◆ What you will do
Answer with a number only, giving how many lines in the data below include "coat".

━━ Supplied entries

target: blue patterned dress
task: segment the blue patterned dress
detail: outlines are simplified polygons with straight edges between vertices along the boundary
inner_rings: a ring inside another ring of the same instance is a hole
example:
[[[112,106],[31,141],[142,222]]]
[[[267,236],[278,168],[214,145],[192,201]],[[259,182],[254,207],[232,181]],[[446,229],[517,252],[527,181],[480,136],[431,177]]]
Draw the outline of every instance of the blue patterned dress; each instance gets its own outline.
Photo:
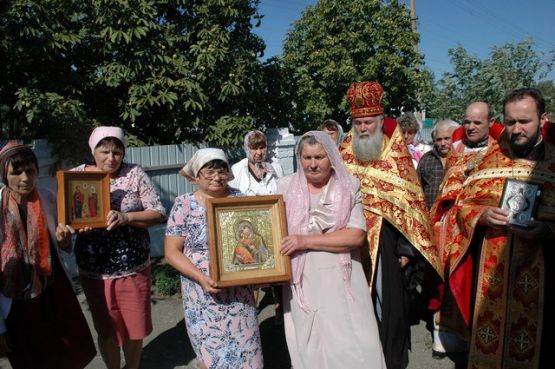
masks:
[[[239,196],[232,192],[231,197]],[[185,237],[183,254],[208,274],[206,211],[193,193],[178,196],[166,236]],[[204,292],[196,281],[181,276],[187,333],[197,358],[209,369],[263,368],[262,346],[251,288]]]

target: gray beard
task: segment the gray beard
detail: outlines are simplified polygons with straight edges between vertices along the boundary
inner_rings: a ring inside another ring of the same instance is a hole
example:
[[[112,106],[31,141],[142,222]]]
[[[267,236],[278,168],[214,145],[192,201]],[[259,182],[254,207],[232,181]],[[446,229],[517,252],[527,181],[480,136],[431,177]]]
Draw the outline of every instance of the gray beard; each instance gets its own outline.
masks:
[[[360,134],[353,129],[353,153],[360,161],[370,161],[380,158],[382,153],[383,131],[378,127],[376,132],[367,139],[361,139]]]

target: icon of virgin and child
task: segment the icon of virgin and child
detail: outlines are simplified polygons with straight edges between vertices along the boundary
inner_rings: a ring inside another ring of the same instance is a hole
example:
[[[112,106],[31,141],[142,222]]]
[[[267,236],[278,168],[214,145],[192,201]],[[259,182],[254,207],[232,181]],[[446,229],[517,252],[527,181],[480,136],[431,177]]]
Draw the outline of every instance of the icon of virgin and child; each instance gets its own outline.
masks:
[[[270,257],[264,238],[256,232],[252,223],[241,219],[235,226],[237,243],[233,251],[233,264],[263,264]]]

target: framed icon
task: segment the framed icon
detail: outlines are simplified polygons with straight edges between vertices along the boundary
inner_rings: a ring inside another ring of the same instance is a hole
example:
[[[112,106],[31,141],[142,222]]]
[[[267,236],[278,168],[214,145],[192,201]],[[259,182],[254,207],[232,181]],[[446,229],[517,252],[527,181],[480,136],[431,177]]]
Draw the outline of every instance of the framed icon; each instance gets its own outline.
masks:
[[[75,229],[105,228],[110,211],[110,176],[102,172],[58,171],[58,223]]]
[[[287,236],[283,196],[207,201],[210,276],[218,287],[287,282],[291,261],[279,246]]]
[[[539,183],[507,178],[499,207],[509,211],[509,224],[529,226],[536,216],[541,193]]]

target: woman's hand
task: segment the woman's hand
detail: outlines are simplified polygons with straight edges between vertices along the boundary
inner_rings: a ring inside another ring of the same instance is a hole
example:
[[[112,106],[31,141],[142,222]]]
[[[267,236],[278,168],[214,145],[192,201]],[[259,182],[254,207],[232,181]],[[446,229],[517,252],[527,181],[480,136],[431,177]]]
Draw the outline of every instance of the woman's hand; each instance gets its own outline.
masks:
[[[209,276],[207,276],[206,274],[203,274],[199,278],[198,283],[202,286],[202,289],[207,293],[218,293],[222,291],[220,288],[218,288],[218,284],[214,282],[214,280]]]
[[[129,224],[129,216],[126,213],[110,210],[108,212],[108,216],[106,217],[106,224],[108,225],[106,230],[110,231],[116,227]]]
[[[60,223],[56,227],[56,241],[59,244],[67,244],[74,234],[75,229],[72,226]]]
[[[297,251],[306,250],[307,248],[307,236],[297,234],[282,239],[279,251],[282,255],[290,256]]]
[[[72,226],[60,223],[56,227],[56,241],[58,241],[58,246],[67,250],[71,246],[71,236],[75,233],[85,234],[90,231],[92,231],[91,227],[83,227],[76,231]]]

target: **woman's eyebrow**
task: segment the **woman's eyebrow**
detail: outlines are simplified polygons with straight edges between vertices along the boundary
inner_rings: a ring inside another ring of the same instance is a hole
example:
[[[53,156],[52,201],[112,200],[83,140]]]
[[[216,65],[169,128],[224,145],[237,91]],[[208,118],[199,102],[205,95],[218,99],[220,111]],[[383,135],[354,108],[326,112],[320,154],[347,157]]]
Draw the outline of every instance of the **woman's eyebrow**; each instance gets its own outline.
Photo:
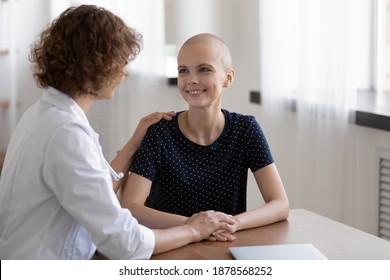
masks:
[[[214,68],[214,66],[212,64],[208,64],[208,63],[198,64],[198,65],[196,65],[195,68],[202,68],[202,67]],[[189,68],[189,67],[186,65],[178,65],[177,68],[180,69],[180,68]]]

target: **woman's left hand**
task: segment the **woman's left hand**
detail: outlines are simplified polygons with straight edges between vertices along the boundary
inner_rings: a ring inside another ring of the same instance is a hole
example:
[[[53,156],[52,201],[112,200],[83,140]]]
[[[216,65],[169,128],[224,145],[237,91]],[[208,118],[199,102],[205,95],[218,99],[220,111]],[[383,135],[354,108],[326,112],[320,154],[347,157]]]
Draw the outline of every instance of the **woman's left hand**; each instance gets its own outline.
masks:
[[[210,235],[210,237],[207,238],[207,240],[209,240],[209,241],[222,241],[222,242],[230,241],[231,242],[231,241],[235,241],[236,237],[232,233],[220,230],[220,231],[213,232]]]
[[[232,215],[229,215],[229,216],[234,219],[234,217]],[[227,232],[225,230],[218,230],[218,231],[213,232],[207,240],[209,240],[209,241],[222,241],[222,242],[235,241],[236,237],[233,235],[233,233],[235,233],[237,231],[237,220],[236,220],[236,223],[234,223],[231,227],[232,227],[231,232]]]

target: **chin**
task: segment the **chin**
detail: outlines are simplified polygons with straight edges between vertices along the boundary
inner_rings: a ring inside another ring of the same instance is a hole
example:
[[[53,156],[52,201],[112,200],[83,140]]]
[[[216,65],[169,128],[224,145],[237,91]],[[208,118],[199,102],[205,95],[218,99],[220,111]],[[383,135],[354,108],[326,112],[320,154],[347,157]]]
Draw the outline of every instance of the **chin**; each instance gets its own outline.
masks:
[[[104,99],[111,100],[114,98],[114,96],[115,96],[115,92],[113,91],[113,92],[107,94],[106,96],[104,96]]]

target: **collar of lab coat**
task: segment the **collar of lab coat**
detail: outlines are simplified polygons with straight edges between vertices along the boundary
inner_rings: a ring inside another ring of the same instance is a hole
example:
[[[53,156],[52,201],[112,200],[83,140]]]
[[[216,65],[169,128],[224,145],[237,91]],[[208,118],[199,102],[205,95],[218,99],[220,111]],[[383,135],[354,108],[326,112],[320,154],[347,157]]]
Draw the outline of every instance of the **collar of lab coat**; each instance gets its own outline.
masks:
[[[100,158],[102,162],[107,161],[104,157],[102,147],[100,145],[99,141],[99,134],[95,132],[95,130],[90,126],[89,121],[87,119],[87,116],[83,109],[74,101],[73,98],[68,96],[67,94],[53,88],[48,87],[47,90],[43,93],[41,97],[45,102],[48,102],[49,104],[52,104],[53,106],[56,106],[60,110],[63,110],[65,112],[69,112],[72,116],[77,118],[77,120],[83,124],[83,129],[85,132],[88,133],[88,135],[91,137],[93,142],[96,145],[97,150],[99,151]],[[107,174],[109,174],[109,169],[107,167]]]
[[[81,107],[71,98],[69,95],[53,88],[48,87],[47,90],[43,93],[42,99],[46,102],[60,108],[63,111],[69,112],[74,116],[77,116],[79,120],[85,123],[87,126],[89,125],[89,121],[85,112]]]

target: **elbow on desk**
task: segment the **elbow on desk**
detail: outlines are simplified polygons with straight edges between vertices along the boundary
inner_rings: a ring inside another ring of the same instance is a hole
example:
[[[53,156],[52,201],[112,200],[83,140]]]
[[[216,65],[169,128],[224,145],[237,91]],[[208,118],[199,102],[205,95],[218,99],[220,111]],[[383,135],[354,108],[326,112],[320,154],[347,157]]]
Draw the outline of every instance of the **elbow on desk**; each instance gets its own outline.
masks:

━━━━

◆ Answer space
3